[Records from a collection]
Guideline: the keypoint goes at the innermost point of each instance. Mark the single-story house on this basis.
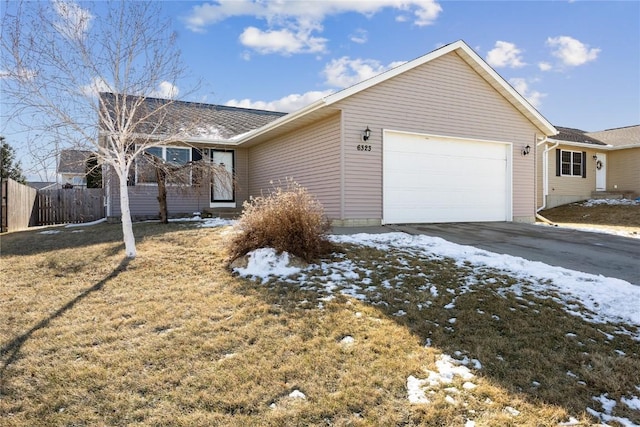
(576, 165)
(442, 138)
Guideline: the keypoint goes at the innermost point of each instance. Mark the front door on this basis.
(222, 193)
(601, 172)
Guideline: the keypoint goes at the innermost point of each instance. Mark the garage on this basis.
(430, 178)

▸ TO BE DONE: Can you rewrite all of the material with every "innermost" changed to "central", keeping everything else the same and leaving the pictures out?

▸ EXERCISE OUTPUT:
Guideline: the keypoint goes at the central point of each instance. Mark the single-story house on this basis.
(576, 165)
(442, 138)
Guideline: the keypoint goes at the central point of each instance. Mark the front door on this basis.
(222, 193)
(601, 172)
Guideline: the keypoint goes at the central point of each instance. Mark the garage on this basis.
(430, 178)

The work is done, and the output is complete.